• [WHAT YOU NEED TO DO] Give the material again in full, matching it exactly.

• [THE DATA]
[start]
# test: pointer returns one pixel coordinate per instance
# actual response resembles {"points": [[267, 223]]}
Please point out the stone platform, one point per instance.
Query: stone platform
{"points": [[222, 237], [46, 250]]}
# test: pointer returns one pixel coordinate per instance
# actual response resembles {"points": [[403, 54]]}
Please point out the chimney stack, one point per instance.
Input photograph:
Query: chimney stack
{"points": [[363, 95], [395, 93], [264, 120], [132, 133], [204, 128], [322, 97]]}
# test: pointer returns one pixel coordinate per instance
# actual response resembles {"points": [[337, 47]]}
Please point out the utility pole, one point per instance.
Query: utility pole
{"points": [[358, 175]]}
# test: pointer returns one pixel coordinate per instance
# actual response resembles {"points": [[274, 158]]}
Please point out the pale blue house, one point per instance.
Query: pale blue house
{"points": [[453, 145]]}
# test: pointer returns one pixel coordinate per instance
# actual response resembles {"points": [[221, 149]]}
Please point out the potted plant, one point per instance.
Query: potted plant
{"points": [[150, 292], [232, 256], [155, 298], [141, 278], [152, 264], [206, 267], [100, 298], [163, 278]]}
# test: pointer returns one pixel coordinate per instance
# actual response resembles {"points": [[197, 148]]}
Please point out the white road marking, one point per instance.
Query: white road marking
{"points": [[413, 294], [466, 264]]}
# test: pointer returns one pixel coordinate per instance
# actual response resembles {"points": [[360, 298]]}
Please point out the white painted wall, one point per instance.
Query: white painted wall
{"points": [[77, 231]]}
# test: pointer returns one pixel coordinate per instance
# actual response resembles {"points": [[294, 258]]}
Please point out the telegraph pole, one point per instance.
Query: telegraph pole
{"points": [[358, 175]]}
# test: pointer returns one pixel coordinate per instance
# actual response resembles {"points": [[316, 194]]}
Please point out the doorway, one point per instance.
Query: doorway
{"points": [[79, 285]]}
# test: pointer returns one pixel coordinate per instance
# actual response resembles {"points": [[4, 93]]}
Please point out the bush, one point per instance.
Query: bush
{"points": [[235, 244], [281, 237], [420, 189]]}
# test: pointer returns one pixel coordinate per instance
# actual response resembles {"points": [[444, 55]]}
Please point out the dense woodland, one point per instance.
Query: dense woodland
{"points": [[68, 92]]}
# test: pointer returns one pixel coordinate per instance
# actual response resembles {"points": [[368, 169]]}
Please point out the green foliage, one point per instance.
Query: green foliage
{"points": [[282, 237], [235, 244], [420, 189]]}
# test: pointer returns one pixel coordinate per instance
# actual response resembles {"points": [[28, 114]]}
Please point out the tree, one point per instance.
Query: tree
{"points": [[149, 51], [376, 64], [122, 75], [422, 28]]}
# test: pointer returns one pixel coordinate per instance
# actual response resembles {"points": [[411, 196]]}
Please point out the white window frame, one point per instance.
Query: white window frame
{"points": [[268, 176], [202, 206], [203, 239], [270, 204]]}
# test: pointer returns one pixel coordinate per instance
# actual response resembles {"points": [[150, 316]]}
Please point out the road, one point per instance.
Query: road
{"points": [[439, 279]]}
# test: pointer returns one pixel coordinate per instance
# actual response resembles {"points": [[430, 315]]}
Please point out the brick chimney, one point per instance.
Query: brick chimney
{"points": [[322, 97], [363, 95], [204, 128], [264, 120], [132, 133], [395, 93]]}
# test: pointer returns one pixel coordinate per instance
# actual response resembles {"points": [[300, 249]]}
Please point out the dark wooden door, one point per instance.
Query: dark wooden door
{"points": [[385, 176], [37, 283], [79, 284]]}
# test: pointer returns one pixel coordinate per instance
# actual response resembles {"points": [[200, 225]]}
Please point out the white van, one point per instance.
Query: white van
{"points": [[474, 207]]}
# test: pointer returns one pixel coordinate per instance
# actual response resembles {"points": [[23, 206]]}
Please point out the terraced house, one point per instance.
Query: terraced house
[end]
• [RESULT OF THIS EXERCISE]
# test: pointer returns one pixel coordinate per instance
# actual response resembles {"points": [[267, 223]]}
Please point out the stone platform, one point per instance.
Query: stone platform
{"points": [[222, 237], [46, 250]]}
# test: pointer returns one pixel coordinate per instance
# actual response resembles {"points": [[403, 54]]}
Please point out the chimney stack, one point per instance.
Input photograph:
Query: chimney stack
{"points": [[363, 95], [395, 93], [264, 120], [132, 133], [204, 128], [322, 97]]}
# test: pointer returns one pixel coordinate per instance
# actual response resembles {"points": [[337, 47]]}
Please point out the utility pole, one point per instance.
Query: utility pole
{"points": [[358, 175]]}
# test: pointer returns one pixel coordinate per instance
# actual response resembles {"points": [[274, 158]]}
Please point out the pale blue house, one point per instance.
Query: pale blue house
{"points": [[453, 145]]}
# test: pointer returns one pixel coordinate per instance
# actual response resembles {"points": [[221, 149]]}
Please point out the potted plant, one point per instance.
Query: potted plant
{"points": [[150, 292], [232, 256], [155, 298], [141, 278], [152, 264], [206, 267], [100, 298], [163, 278]]}
# test: pointer returns one pixel coordinate per instance
# actual response resembles {"points": [[197, 148]]}
Please point out the white road marking, one point per instance.
Query: white road marking
{"points": [[413, 294], [466, 264]]}
# test: pointer returns one pixel coordinate per instance
# actual response resembles {"points": [[360, 298]]}
Please point out the white painted wall, one point per instance.
Query: white painted wall
{"points": [[77, 231]]}
# test: pointer returns one pixel coordinate per instance
# actual response resembles {"points": [[294, 258]]}
Please point out the telegraph pole, one point per instance.
Query: telegraph pole
{"points": [[358, 175]]}
# test: pointer returns one pixel coordinate per instance
# actual response resembles {"points": [[316, 194]]}
Please point out the doorway, one point per instance.
Query: doorway
{"points": [[79, 285]]}
# test: pointer returns one pixel coordinate per instance
# actual response resembles {"points": [[4, 93]]}
Please point out the bush, one point per instance.
Query: bush
{"points": [[235, 244], [281, 237], [420, 189]]}
# test: pointer returns one pixel coordinate per instance
# actual response resembles {"points": [[444, 55]]}
Please point out the dense woodland, one point per instance.
Query: dense woodland
{"points": [[68, 92]]}
# test: pointer returns one pixel coordinate per instance
# actual response resembles {"points": [[368, 169]]}
Please point out the green foliage, one point per instance.
Query: green foliage
{"points": [[282, 237], [235, 244], [420, 189]]}
# test: pointer returns one pixel coordinate per instance
# actual response resembles {"points": [[28, 114]]}
Please point out the tree, one point per instance.
Query: tree
{"points": [[149, 51], [376, 64], [122, 75], [422, 28]]}
# test: pointer returns one pixel coordinate per instance
# actual response resembles {"points": [[411, 196]]}
Please point out the white window frame, one point per instance.
Query: white window frame
{"points": [[268, 176], [202, 206], [203, 239], [270, 204]]}
# test: pointer returns one pixel coordinate per instance
# actual response resembles {"points": [[150, 316]]}
Please point out the road, one point per instance.
Query: road
{"points": [[439, 279]]}
# test: pointer returns one pixel coordinate per instance
# actual response resembles {"points": [[430, 315]]}
Please point out the brick chimney, one point per instance.
Query: brick chimney
{"points": [[322, 97], [363, 95], [204, 128], [264, 120], [132, 133], [395, 93]]}
# test: pointer returns one pixel coordinate per instance
# actual response resembles {"points": [[300, 249]]}
Please point out the dark wooden door, one point per instance.
Query: dark wooden door
{"points": [[385, 176], [37, 283], [79, 284]]}
# test: pointer returns one pixel coordinate per instance
# actual response resembles {"points": [[200, 225]]}
Please point out the white van, one point per instance.
Query: white van
{"points": [[474, 207]]}
# test: pointer returns one pixel coordinate per instance
# actual response resembles {"points": [[23, 206]]}
Please point out the terraced house, one point per instance.
Query: terraced house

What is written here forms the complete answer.